A friend of mine recently got this interview question, which seems to us to be solvable but not within the asymptotic time bounds that the interviewer thought should be possible. Here is the problem:

You have an array of N integers, xs, sorted but possibly non-distinct. Your goal is to find four array indices(1)(a,b,c,d) such that the following two properties hold:

xs[a] + xs[b] + xs[c] = xs[d]

a < b < c < d

The goal is to do this in O(N2) time.

First, an O(N3log(N)) solution is obvious: for each (a,b,c) ordered triple, use binary search to see if an appropriate d can be found. Now, how to do better?

One interesting suggestion from the interviewer is to rewrite the first condition as:

xs[a] + xs[b] = xs[d] - xs[c]

It's not clear what to do after this, but perhaps we could chose some pivot value P, and search for an (a,b) pair adding up to P, and a (d,c) pair subtracting to it. That search is easy enough to do in O(n) time for a given P, by searching inwards from both ends of the array. However, it seems to me that the problem with this is that there are N2 such values P, not just N of them, so we haven't actually reduced the problem size at all: we're doing O(N) work, O(N2) times.

**WRITTEN PROBLEM A**
Answer these about the interview-question passage:
(i) What ordering must the four indices a, b, c, d satisfy?
(ii) In the obvious solution, what method is used to check whether a suitable d exists?
(iii) For a given pivot value P, how is the search for a pair carried out?
**WRITTEN PROBLEM B**
Please reproduce the interview-question passage from "First, an O(N3log(N))" up to and including "work, O(N2) times.".

(Stored dataset items)
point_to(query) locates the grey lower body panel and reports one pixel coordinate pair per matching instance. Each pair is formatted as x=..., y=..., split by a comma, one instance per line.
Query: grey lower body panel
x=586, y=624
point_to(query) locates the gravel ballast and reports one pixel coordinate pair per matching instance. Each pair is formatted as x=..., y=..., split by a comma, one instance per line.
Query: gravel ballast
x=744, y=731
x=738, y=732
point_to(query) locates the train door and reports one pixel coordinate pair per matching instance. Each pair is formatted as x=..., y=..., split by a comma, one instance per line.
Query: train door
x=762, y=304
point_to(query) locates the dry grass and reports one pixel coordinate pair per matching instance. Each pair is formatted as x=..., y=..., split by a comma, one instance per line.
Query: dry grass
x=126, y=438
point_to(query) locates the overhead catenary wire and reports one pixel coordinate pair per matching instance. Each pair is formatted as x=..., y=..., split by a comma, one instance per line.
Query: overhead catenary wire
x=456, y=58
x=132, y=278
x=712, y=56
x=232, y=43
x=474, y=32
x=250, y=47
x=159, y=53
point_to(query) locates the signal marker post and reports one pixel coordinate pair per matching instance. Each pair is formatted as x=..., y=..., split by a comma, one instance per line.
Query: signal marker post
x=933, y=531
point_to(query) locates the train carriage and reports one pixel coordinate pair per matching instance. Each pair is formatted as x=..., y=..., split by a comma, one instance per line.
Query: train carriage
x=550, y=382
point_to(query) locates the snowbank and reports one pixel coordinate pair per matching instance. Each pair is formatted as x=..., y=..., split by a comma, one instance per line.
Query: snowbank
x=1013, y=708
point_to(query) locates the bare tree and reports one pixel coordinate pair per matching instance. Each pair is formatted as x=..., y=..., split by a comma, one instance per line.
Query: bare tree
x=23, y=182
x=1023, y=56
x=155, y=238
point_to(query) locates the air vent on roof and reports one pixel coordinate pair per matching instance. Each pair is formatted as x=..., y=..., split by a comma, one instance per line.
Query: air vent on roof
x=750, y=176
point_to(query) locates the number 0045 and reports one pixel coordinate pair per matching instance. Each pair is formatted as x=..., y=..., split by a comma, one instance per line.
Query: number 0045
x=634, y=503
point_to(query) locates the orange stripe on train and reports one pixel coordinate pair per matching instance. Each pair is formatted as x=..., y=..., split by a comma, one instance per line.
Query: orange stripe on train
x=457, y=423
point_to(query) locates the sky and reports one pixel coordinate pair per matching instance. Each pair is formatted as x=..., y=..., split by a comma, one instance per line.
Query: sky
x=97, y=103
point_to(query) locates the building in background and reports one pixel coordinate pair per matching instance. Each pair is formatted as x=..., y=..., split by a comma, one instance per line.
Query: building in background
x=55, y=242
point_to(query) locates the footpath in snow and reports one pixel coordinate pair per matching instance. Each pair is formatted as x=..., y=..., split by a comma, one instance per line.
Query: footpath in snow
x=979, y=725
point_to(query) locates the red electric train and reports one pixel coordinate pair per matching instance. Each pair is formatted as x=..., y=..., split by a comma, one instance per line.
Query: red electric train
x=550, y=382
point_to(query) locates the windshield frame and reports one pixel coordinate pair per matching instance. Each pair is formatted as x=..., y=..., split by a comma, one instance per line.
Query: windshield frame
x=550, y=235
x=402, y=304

**WRITTEN RESPONSE A**
(i) a < b < c < d
(ii) Binary search
(iii) By searching inwards from both ends of the array

**WRITTEN RESPONSE B**
First, an O(N3log(N)) solution is obvious: for each (a,b,c) ordered triple, use binary search to see if an appropriate d can be found. Now, how to do better?

One interesting suggestion from the interviewer is to rewrite the first condition as:

xs[a] + xs[b] = xs[d] - xs[c]

It's not clear what to do after this, but perhaps we could chose some pivot value P, and search for an (a,b) pair adding up to P, and a (d,c) pair subtracting to it. That search is easy enough to do in O(n) time for a given P, by searching inwards from both ends of the array. However, it seems to me that the problem with this is that there are N2 such values P, not just N of them, so we haven't actually reduced the problem size at all: we're doing O(N) work, O(N2) times.